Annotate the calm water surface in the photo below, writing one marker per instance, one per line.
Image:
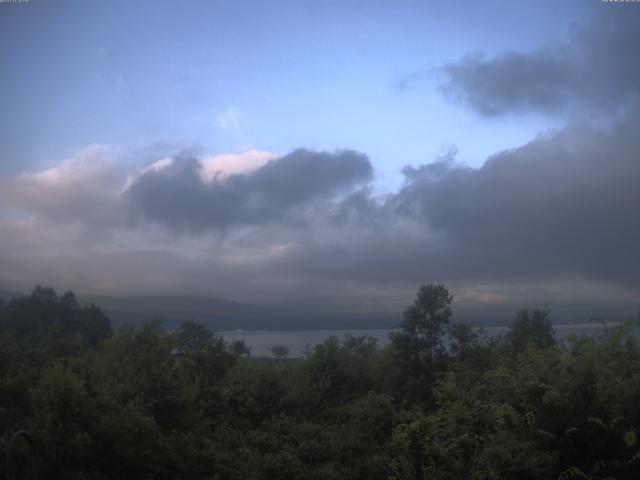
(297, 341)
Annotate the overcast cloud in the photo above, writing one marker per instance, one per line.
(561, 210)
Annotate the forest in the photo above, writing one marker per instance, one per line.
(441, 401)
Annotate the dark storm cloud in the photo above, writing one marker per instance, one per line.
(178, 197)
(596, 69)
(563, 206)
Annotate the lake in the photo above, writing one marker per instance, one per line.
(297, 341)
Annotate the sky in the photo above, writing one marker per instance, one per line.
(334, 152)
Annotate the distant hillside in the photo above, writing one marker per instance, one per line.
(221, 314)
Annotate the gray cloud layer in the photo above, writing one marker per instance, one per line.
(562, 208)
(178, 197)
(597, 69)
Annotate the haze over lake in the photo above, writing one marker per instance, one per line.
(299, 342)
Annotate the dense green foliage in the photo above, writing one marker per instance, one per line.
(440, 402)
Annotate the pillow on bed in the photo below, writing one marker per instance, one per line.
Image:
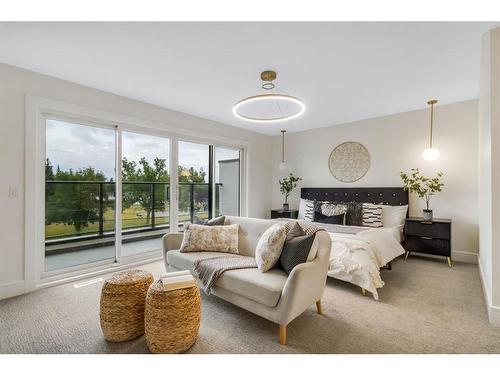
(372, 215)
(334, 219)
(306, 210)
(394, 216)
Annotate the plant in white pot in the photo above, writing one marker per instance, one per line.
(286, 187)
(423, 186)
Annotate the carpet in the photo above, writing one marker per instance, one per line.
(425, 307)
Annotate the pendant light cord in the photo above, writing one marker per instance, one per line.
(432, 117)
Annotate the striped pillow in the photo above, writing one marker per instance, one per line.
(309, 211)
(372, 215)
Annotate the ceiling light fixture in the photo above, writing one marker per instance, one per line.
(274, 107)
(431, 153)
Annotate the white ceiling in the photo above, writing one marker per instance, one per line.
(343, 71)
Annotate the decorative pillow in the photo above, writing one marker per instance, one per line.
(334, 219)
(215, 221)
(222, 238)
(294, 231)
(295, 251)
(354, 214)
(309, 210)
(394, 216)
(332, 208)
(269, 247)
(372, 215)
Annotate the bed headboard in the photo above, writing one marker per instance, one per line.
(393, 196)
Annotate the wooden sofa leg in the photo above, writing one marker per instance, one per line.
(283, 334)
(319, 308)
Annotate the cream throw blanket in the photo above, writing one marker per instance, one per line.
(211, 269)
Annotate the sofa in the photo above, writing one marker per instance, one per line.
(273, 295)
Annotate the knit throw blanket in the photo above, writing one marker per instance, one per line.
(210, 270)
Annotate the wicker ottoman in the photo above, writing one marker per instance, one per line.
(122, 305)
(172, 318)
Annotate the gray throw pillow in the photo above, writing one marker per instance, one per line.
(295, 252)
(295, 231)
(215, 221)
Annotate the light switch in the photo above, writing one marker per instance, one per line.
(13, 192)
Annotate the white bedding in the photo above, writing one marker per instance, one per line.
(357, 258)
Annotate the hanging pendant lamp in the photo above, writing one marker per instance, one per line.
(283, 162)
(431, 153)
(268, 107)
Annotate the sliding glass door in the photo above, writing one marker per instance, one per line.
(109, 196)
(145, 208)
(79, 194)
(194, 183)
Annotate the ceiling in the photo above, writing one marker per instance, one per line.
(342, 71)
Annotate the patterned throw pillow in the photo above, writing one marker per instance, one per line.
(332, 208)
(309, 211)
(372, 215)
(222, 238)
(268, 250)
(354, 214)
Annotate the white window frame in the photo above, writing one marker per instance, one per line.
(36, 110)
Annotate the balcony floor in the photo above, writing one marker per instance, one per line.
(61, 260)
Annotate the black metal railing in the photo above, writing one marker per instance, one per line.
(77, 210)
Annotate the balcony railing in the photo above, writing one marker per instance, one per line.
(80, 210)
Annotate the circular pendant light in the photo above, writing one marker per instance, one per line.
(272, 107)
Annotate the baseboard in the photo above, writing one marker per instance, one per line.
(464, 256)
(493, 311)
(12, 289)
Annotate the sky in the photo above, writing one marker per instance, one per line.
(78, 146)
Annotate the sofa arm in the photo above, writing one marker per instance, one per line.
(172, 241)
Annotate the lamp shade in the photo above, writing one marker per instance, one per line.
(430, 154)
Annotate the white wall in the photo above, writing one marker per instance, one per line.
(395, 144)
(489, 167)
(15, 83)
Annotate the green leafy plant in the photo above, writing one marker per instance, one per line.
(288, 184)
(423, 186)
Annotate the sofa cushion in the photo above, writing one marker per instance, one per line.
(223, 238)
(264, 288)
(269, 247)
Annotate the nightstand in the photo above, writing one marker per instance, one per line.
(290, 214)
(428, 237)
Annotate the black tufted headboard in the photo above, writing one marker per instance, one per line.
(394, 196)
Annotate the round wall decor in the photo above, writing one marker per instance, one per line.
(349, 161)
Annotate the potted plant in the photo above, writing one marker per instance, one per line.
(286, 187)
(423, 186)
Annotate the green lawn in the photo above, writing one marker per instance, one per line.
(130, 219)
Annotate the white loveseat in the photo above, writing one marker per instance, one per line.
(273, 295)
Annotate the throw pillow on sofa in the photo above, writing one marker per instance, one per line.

==

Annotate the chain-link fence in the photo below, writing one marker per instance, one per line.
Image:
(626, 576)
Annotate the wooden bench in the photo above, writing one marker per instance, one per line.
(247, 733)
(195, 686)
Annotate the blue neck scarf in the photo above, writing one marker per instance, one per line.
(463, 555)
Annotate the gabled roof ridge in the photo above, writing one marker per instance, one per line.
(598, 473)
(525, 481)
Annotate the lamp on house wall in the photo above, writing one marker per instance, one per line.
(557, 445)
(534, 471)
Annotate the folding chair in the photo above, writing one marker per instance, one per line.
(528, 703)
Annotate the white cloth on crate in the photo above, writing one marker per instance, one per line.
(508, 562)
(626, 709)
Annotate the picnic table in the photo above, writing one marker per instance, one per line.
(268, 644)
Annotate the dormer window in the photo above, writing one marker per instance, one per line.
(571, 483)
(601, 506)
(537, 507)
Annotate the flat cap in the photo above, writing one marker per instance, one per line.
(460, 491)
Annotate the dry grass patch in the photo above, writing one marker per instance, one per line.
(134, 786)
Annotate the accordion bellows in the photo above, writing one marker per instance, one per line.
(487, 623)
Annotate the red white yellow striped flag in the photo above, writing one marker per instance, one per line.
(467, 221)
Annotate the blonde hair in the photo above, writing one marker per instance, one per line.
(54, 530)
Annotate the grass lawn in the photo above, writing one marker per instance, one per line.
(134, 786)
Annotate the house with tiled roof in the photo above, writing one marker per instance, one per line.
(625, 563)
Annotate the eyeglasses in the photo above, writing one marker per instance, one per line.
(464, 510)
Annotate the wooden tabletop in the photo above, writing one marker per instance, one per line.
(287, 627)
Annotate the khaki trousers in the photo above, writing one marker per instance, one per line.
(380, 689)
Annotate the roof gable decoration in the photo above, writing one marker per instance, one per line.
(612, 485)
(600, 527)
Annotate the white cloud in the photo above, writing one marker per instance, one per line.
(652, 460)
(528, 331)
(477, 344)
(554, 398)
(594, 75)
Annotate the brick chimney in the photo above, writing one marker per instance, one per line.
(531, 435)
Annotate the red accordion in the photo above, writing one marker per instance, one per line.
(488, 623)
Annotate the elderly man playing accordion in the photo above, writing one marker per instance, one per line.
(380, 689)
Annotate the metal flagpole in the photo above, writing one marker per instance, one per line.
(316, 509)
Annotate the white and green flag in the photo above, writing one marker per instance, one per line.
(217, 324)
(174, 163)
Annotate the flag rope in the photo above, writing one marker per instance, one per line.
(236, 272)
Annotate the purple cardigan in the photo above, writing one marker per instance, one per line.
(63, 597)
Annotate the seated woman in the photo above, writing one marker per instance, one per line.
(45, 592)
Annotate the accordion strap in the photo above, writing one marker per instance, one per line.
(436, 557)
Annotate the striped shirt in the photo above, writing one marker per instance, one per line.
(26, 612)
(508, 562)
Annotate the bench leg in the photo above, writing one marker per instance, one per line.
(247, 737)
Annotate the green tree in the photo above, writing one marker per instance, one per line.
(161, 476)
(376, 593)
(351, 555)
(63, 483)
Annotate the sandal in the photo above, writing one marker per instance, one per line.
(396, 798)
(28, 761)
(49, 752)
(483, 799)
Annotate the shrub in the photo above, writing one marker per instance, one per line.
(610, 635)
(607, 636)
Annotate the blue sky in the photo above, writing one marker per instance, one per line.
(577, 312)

* * *

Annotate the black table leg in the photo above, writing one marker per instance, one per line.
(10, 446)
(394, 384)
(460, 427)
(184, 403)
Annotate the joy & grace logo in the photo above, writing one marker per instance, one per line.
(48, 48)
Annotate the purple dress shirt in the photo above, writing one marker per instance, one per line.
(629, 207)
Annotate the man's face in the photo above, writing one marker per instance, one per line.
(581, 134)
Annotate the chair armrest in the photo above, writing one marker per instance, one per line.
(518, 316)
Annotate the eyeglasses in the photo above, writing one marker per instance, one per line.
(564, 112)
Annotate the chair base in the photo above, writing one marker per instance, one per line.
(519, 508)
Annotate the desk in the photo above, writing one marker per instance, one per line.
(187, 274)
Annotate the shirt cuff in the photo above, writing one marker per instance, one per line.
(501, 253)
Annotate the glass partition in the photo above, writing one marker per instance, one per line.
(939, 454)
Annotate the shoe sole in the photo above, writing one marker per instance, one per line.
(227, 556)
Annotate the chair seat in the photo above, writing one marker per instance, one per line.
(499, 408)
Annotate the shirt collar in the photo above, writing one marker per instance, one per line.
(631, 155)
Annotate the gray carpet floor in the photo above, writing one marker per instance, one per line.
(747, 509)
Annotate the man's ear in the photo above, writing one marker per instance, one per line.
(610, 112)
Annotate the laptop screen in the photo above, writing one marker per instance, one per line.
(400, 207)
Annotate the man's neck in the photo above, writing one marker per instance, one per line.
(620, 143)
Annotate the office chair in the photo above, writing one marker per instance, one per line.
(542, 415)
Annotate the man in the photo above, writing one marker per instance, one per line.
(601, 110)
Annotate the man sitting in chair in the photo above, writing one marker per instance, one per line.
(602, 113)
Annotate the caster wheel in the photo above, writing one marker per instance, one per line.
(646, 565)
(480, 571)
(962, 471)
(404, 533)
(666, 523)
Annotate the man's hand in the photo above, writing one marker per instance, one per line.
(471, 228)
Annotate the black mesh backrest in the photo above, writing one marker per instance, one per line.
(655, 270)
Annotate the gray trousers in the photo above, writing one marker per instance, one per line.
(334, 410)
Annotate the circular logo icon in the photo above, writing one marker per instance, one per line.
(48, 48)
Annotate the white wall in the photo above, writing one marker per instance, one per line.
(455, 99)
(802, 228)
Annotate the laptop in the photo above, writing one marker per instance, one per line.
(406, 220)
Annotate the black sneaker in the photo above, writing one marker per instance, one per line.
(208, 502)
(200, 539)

» **Requirements**: Locate each line in the records that contains the word "purple", and copy those lines out. Case matters.

» **Complete response**:
Annotate the purple cardigan in the photo above, writing one marker per instance, one per line.
Annotate the purple dress shirt in the photo above, writing one marker per instance, one per line.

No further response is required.